→ TO DO: Identify every line in the records that contains the string "hanging", and copy each of those lines in full. Case counts when matching.

→ MATERIAL PROVIDED:
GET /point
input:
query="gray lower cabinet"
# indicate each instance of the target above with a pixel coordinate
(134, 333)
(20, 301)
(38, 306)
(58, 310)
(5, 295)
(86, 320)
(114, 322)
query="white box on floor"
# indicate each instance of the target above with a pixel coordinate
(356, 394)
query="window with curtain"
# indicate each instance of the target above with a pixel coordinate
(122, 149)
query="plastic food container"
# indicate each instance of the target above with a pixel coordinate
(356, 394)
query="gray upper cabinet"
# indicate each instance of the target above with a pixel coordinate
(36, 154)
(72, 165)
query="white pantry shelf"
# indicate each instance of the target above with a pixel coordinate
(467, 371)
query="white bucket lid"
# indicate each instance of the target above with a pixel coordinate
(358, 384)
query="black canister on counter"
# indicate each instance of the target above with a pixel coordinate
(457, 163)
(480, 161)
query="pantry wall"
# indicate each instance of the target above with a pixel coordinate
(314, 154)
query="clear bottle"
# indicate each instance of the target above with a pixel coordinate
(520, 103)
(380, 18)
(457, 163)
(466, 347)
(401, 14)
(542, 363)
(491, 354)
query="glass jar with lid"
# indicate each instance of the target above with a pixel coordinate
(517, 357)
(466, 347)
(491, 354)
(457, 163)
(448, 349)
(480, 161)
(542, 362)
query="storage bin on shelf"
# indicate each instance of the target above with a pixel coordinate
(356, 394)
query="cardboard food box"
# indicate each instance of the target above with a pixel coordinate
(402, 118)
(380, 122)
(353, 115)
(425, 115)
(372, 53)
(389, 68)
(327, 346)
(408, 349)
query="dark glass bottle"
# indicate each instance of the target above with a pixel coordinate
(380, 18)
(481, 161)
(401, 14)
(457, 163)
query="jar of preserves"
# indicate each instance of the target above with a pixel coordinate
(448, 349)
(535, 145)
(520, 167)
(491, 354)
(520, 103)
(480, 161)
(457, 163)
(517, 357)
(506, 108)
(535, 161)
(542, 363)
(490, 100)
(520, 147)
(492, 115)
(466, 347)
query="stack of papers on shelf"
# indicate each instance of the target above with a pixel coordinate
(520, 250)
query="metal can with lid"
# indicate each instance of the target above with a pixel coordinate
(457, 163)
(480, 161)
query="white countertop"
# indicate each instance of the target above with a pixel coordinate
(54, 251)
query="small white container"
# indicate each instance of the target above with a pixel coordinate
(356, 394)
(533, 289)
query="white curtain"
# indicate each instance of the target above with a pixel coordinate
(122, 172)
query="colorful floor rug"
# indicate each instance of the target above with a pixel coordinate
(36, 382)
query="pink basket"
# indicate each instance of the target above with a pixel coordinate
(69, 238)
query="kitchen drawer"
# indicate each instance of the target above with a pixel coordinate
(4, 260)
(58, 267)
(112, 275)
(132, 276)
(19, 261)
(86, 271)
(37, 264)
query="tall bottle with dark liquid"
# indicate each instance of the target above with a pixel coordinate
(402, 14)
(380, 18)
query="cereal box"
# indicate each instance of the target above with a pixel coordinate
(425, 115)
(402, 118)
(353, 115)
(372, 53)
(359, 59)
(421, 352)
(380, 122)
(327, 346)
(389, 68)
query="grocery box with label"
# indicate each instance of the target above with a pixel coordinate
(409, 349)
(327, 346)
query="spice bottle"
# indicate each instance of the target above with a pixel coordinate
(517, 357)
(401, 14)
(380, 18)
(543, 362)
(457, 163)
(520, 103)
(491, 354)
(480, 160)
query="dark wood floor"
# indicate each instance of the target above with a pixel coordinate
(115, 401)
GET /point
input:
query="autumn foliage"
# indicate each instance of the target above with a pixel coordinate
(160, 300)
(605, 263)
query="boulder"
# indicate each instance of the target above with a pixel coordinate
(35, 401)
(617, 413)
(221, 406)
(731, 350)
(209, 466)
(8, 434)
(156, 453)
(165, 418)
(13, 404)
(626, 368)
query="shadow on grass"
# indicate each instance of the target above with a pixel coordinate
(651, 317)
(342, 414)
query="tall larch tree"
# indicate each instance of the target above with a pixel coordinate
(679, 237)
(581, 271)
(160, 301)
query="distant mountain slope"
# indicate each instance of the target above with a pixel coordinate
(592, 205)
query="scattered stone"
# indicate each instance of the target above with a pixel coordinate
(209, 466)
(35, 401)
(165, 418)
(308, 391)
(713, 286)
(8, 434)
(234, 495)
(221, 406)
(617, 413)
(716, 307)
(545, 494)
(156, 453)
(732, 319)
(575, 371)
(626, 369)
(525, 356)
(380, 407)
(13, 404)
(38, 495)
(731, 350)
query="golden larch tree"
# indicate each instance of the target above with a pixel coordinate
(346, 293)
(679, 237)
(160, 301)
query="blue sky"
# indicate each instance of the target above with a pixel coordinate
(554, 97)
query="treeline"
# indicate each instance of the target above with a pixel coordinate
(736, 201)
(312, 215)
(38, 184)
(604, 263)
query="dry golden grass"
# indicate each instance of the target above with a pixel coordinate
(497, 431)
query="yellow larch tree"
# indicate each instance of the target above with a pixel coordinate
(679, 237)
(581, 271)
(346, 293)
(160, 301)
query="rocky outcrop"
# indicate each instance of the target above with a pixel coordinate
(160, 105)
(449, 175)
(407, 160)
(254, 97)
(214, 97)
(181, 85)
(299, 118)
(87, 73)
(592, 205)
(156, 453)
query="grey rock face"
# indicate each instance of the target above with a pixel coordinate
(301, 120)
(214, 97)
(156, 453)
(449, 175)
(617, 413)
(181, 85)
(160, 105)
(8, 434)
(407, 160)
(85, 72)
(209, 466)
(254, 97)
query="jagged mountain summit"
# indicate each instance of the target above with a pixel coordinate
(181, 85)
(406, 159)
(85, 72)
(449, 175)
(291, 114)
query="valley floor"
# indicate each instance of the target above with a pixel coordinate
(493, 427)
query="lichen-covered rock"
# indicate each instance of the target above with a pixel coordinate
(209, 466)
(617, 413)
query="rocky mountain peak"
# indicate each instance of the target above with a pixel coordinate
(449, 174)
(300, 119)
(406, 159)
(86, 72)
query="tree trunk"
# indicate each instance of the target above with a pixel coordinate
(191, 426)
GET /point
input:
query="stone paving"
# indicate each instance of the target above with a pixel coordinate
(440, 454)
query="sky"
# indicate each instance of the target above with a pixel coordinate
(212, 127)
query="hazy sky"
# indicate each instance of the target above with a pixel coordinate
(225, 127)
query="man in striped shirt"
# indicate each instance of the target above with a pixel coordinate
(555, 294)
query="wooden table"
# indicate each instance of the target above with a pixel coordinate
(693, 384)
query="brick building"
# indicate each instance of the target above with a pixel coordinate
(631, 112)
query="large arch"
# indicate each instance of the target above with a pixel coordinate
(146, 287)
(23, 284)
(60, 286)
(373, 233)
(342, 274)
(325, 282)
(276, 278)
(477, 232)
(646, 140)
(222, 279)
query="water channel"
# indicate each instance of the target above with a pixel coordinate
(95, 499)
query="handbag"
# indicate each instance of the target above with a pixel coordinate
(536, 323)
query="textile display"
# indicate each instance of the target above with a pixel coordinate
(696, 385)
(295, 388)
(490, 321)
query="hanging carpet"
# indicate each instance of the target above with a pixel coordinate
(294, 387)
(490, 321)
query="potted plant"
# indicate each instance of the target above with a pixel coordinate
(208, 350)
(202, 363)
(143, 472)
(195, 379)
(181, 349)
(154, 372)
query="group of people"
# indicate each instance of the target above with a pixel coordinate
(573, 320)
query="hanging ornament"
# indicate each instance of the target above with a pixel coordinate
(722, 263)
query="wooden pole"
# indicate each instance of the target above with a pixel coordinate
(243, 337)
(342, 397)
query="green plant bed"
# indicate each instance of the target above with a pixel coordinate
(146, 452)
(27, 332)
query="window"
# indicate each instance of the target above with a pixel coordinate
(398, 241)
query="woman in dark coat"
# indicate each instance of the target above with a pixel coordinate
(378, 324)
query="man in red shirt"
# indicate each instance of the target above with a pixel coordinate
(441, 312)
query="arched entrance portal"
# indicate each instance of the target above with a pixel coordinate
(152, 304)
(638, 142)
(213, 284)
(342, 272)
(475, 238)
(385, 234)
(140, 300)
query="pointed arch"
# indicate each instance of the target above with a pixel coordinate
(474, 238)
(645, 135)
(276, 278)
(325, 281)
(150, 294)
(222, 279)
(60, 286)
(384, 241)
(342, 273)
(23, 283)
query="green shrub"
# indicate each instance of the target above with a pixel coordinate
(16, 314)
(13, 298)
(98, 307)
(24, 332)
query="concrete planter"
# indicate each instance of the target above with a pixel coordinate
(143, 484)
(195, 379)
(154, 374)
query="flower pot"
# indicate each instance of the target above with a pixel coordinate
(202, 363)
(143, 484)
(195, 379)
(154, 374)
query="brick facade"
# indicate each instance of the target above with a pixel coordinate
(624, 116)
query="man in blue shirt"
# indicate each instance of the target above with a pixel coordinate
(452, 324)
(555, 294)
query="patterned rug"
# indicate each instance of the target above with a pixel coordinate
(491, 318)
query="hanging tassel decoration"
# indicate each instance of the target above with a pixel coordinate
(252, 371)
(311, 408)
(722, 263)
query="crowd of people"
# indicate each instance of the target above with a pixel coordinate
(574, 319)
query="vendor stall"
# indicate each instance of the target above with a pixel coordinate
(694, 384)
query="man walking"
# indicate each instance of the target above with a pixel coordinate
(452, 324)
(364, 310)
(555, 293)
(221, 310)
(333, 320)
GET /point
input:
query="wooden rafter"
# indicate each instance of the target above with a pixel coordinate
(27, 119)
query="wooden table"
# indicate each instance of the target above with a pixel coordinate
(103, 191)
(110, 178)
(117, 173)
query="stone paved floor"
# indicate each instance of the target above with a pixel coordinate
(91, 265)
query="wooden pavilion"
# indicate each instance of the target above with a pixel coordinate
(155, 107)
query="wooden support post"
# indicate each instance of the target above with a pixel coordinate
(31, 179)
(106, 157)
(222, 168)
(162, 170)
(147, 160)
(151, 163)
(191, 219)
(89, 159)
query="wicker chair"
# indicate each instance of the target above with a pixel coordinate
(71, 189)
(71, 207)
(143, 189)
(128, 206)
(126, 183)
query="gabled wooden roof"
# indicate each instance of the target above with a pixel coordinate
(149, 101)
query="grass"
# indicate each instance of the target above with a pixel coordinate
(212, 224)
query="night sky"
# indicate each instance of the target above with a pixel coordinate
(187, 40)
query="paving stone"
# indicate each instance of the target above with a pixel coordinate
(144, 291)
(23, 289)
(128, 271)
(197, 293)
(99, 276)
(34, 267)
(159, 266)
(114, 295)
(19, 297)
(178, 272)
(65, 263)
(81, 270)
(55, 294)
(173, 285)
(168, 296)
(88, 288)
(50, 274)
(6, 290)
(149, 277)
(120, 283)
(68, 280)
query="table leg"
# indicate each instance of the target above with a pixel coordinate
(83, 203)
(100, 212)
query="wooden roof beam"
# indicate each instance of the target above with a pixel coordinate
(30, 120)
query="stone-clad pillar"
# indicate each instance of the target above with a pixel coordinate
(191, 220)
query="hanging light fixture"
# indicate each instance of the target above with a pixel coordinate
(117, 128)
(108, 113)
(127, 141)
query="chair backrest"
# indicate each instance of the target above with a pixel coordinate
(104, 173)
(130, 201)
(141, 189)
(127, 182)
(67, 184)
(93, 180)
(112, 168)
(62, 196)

→ FINAL RESULT:
query="hanging carpet"
query="hanging ornament"
query="hanging tassel decoration"
query="hanging light fixture"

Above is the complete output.